### Requirement
Your answer needs to include each line of the records in which the string "propeller" can be found.

Records from a data collection:
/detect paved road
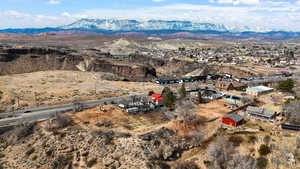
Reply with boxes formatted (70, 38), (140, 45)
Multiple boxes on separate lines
(0, 94), (147, 126)
(160, 75), (298, 87)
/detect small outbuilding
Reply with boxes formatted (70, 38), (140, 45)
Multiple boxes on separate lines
(245, 106), (277, 121)
(246, 86), (274, 96)
(216, 80), (246, 91)
(224, 95), (243, 104)
(222, 114), (244, 127)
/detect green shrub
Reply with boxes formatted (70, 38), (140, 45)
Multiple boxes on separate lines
(256, 157), (268, 169)
(178, 83), (186, 99)
(51, 155), (73, 169)
(296, 137), (300, 149)
(46, 149), (53, 157)
(164, 90), (176, 109)
(86, 158), (97, 168)
(258, 144), (271, 156)
(278, 79), (294, 93)
(25, 147), (35, 156)
(32, 155), (38, 161)
(173, 161), (199, 169)
(197, 91), (204, 104)
(148, 90), (154, 96)
(203, 160), (211, 167)
(247, 135), (257, 144)
(228, 135), (244, 146)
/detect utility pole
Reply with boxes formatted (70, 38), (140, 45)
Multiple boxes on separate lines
(16, 96), (20, 109)
(34, 92), (38, 106)
(93, 74), (98, 96)
(11, 89), (20, 110)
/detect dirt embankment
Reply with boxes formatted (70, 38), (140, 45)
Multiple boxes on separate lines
(0, 46), (157, 81)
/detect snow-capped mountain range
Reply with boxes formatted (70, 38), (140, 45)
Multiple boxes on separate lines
(1, 18), (300, 41)
(61, 19), (269, 33)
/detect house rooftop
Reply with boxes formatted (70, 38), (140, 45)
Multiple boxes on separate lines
(224, 113), (244, 122)
(246, 106), (276, 117)
(246, 86), (273, 92)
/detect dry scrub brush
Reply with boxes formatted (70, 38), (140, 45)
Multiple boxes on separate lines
(45, 114), (72, 131)
(207, 136), (256, 169)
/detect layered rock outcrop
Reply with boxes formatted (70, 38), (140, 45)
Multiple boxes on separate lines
(0, 46), (157, 81)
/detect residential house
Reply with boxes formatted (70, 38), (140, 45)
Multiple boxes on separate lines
(222, 114), (244, 127)
(216, 80), (246, 91)
(202, 89), (224, 100)
(245, 106), (277, 121)
(246, 86), (274, 96)
(151, 93), (165, 106)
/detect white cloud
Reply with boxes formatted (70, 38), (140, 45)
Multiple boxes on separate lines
(70, 3), (300, 31)
(62, 12), (71, 17)
(212, 0), (260, 5)
(0, 10), (72, 28)
(47, 0), (61, 5)
(1, 1), (300, 31)
(152, 0), (165, 2)
(3, 10), (30, 18)
(296, 0), (300, 5)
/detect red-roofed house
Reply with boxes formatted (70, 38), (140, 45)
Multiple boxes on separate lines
(151, 93), (165, 106)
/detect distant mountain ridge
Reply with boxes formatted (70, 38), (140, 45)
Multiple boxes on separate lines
(1, 19), (300, 40)
(62, 19), (231, 32)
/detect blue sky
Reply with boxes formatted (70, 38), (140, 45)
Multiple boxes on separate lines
(1, 0), (300, 31)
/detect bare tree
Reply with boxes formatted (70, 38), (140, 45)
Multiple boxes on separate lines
(284, 100), (300, 125)
(174, 100), (196, 117)
(296, 137), (300, 149)
(207, 136), (235, 169)
(208, 136), (257, 169)
(227, 154), (256, 169)
(263, 135), (271, 145)
(45, 114), (72, 131)
(173, 161), (199, 169)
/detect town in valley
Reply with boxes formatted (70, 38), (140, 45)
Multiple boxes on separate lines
(0, 1), (300, 169)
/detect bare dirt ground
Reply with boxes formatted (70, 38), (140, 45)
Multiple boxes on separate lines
(196, 99), (232, 118)
(66, 98), (233, 146)
(66, 105), (167, 134)
(0, 34), (233, 50)
(234, 64), (290, 76)
(0, 71), (163, 112)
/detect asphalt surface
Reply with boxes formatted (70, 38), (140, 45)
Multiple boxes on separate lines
(0, 94), (147, 126)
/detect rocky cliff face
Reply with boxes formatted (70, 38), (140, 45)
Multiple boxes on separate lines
(75, 58), (157, 81)
(0, 46), (157, 81)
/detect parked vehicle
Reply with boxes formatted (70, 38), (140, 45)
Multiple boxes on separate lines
(126, 107), (139, 114)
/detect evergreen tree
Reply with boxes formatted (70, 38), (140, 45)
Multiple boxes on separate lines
(148, 90), (154, 96)
(178, 83), (186, 99)
(197, 91), (204, 104)
(161, 87), (172, 98)
(278, 79), (294, 93)
(164, 90), (176, 109)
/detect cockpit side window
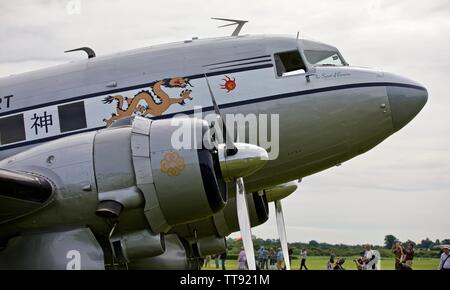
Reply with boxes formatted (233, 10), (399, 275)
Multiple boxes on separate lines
(274, 50), (306, 77)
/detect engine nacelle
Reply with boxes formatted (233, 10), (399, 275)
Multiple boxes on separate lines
(127, 234), (198, 270)
(129, 117), (227, 233)
(264, 180), (298, 202)
(170, 181), (299, 260)
(110, 229), (165, 262)
(171, 190), (269, 244)
(215, 191), (269, 236)
(195, 235), (227, 257)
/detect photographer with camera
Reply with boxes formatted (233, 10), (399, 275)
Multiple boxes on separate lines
(353, 244), (379, 270)
(392, 240), (405, 270)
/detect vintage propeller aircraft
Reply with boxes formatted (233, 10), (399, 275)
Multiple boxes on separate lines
(0, 18), (427, 269)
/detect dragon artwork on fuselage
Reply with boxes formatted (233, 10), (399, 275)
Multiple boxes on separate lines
(102, 77), (193, 126)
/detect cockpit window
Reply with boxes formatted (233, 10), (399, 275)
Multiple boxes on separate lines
(274, 50), (306, 77)
(304, 50), (346, 67)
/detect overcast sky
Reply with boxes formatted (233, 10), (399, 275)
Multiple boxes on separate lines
(0, 0), (449, 245)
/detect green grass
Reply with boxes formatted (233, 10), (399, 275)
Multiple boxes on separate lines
(202, 256), (440, 270)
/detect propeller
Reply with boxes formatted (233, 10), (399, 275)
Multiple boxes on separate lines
(236, 177), (256, 270)
(204, 75), (268, 270)
(204, 74), (237, 156)
(275, 200), (290, 270)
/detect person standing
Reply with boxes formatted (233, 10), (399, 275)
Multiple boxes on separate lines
(262, 247), (269, 270)
(238, 247), (247, 270)
(404, 243), (415, 268)
(276, 248), (284, 270)
(257, 247), (265, 269)
(330, 251), (336, 264)
(362, 244), (377, 270)
(204, 255), (211, 268)
(268, 248), (276, 270)
(300, 248), (308, 270)
(392, 240), (404, 270)
(214, 254), (220, 269)
(438, 245), (450, 271)
(220, 251), (227, 270)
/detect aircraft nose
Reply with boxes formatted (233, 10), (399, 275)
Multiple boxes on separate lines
(387, 86), (428, 131)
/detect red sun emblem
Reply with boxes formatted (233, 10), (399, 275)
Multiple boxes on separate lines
(220, 75), (236, 93)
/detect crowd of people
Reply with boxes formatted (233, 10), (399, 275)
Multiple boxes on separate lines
(237, 247), (284, 270)
(204, 245), (376, 270)
(237, 246), (308, 270)
(201, 242), (450, 270)
(237, 247), (285, 270)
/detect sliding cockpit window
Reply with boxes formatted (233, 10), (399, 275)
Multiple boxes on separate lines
(304, 50), (346, 67)
(274, 50), (307, 77)
(0, 114), (26, 145)
(301, 40), (347, 67)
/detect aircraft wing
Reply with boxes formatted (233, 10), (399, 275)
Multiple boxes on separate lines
(0, 169), (53, 223)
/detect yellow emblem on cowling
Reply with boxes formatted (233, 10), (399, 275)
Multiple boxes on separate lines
(160, 151), (185, 177)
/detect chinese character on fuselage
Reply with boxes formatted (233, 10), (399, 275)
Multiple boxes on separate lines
(30, 111), (53, 135)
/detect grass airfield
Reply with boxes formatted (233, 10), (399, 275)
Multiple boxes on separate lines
(202, 256), (440, 270)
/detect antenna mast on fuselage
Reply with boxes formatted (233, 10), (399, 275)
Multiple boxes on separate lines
(211, 17), (248, 36)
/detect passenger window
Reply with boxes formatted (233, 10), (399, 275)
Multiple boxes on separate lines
(274, 50), (306, 77)
(58, 101), (87, 133)
(0, 114), (26, 145)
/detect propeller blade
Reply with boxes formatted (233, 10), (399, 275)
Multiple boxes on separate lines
(204, 75), (237, 155)
(275, 200), (290, 270)
(236, 177), (256, 270)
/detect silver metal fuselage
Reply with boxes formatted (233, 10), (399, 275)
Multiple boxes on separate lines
(0, 35), (427, 193)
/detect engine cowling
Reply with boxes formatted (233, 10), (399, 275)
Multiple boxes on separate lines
(0, 116), (227, 238)
(121, 116), (227, 233)
(264, 181), (298, 202)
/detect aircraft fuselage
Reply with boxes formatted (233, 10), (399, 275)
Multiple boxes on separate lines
(0, 35), (427, 193)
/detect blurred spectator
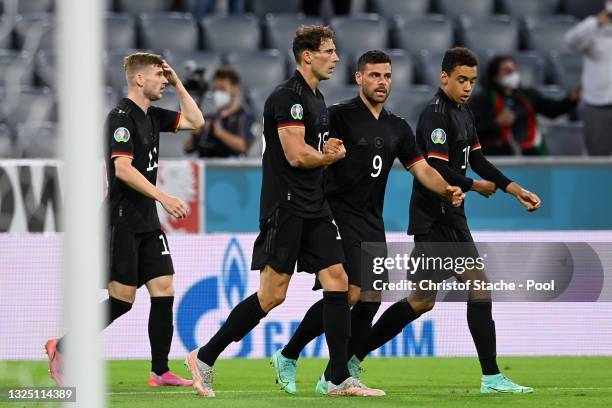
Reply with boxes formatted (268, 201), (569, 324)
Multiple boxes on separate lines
(565, 0), (612, 156)
(185, 66), (255, 157)
(469, 55), (580, 156)
(304, 0), (352, 16)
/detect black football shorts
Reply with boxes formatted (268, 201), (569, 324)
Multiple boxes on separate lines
(108, 227), (175, 287)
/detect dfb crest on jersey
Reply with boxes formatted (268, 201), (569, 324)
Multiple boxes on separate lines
(290, 104), (303, 120)
(375, 137), (384, 149)
(431, 128), (446, 145)
(114, 127), (130, 143)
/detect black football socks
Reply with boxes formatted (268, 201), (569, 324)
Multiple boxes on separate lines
(323, 291), (351, 385)
(149, 296), (174, 376)
(56, 296), (133, 352)
(197, 292), (267, 366)
(347, 301), (381, 359)
(355, 300), (419, 361)
(281, 299), (324, 360)
(467, 300), (500, 375)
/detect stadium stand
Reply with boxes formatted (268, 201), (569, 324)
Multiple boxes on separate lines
(201, 14), (261, 52)
(458, 15), (519, 56)
(330, 14), (389, 55)
(523, 15), (578, 53)
(226, 50), (285, 89)
(16, 120), (56, 158)
(115, 0), (173, 16)
(392, 15), (453, 54)
(542, 122), (588, 155)
(249, 0), (301, 18)
(0, 49), (33, 87)
(549, 50), (583, 92)
(371, 0), (431, 19)
(436, 0), (494, 18)
(105, 13), (137, 50)
(264, 14), (323, 52)
(140, 12), (199, 53)
(499, 0), (560, 17)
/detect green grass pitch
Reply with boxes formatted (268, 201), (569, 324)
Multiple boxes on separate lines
(2, 357), (612, 407)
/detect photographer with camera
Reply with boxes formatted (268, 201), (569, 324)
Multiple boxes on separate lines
(185, 66), (255, 157)
(565, 0), (612, 156)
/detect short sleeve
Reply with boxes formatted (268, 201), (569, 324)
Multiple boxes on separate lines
(270, 89), (305, 132)
(150, 106), (182, 133)
(108, 113), (135, 159)
(418, 110), (450, 162)
(327, 106), (344, 140)
(397, 120), (425, 170)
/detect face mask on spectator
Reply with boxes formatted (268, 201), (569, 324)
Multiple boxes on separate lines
(499, 72), (520, 90)
(213, 90), (232, 109)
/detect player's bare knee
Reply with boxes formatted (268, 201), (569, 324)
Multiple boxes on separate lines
(409, 300), (435, 315)
(108, 282), (136, 304)
(146, 275), (175, 297)
(348, 286), (361, 305)
(258, 290), (285, 311)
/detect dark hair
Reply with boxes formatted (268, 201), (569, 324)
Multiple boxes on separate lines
(212, 65), (240, 85)
(441, 47), (478, 75)
(486, 55), (514, 86)
(292, 25), (336, 63)
(356, 50), (391, 72)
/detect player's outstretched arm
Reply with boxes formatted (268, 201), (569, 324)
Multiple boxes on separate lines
(505, 182), (542, 212)
(114, 157), (190, 219)
(410, 161), (465, 207)
(162, 60), (205, 131)
(279, 127), (345, 169)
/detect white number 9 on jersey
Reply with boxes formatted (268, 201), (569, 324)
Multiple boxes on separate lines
(371, 154), (382, 178)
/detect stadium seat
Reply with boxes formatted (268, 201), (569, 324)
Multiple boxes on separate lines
(542, 122), (587, 155)
(330, 14), (389, 56)
(1, 87), (54, 135)
(14, 13), (54, 51)
(159, 133), (191, 158)
(512, 51), (547, 88)
(115, 0), (173, 16)
(105, 13), (137, 50)
(392, 15), (453, 54)
(0, 123), (14, 158)
(416, 49), (445, 87)
(386, 49), (414, 89)
(371, 0), (431, 19)
(561, 0), (603, 20)
(35, 49), (55, 88)
(201, 14), (261, 53)
(247, 85), (276, 121)
(163, 50), (222, 84)
(16, 120), (57, 158)
(0, 17), (11, 49)
(524, 15), (578, 53)
(436, 0), (494, 18)
(498, 0), (559, 17)
(140, 13), (199, 53)
(549, 51), (583, 91)
(9, 0), (54, 14)
(321, 85), (359, 106)
(386, 85), (433, 128)
(249, 0), (302, 18)
(226, 50), (285, 90)
(458, 15), (519, 56)
(264, 14), (323, 52)
(0, 49), (33, 87)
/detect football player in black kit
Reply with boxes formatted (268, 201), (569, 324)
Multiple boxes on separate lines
(270, 50), (466, 395)
(45, 52), (204, 387)
(353, 47), (541, 394)
(186, 26), (384, 397)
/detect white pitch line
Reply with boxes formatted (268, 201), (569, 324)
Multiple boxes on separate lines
(107, 387), (612, 397)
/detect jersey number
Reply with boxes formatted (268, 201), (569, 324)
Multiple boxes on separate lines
(159, 234), (170, 255)
(331, 219), (341, 240)
(461, 146), (470, 170)
(370, 155), (382, 178)
(317, 131), (329, 152)
(147, 147), (159, 172)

### Final answer
/detect vintage propeller aircraft
/detect propeller
/detect propeller blade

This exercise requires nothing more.